__Consignes à suivre__
Réécrivez l'ensemble des données ci-dessous en remplaçant "chalkboard" par "blackboard" partout, sans rien modifier d'autre. Laissez les images de côté dans votre réponse.

Extrait du jeu de données
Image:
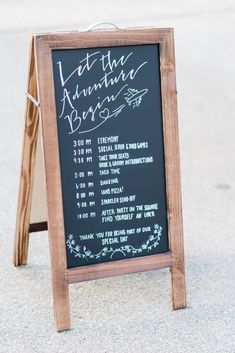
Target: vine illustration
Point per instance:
(84, 253)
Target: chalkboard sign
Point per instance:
(103, 105)
(109, 118)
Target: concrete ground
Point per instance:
(132, 313)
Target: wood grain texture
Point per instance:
(53, 185)
(27, 169)
(61, 276)
(38, 227)
(121, 267)
(172, 165)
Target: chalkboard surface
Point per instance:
(110, 133)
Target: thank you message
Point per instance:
(109, 119)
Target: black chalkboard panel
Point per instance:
(109, 119)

__En réponse__
Image:
Target: vine illustration
Point per instance:
(84, 253)
Target: blackboard sign
Point per instance:
(103, 105)
(109, 118)
Target: concrete ground
Point per instance:
(132, 313)
Target: wood grain texture
Point per instance:
(53, 185)
(27, 169)
(61, 276)
(38, 227)
(121, 267)
(172, 165)
Target: blackboard surface
Point per instance:
(110, 133)
Target: thank you message
Point per instance:
(109, 119)
Target: black blackboard panel
Point per instance:
(109, 119)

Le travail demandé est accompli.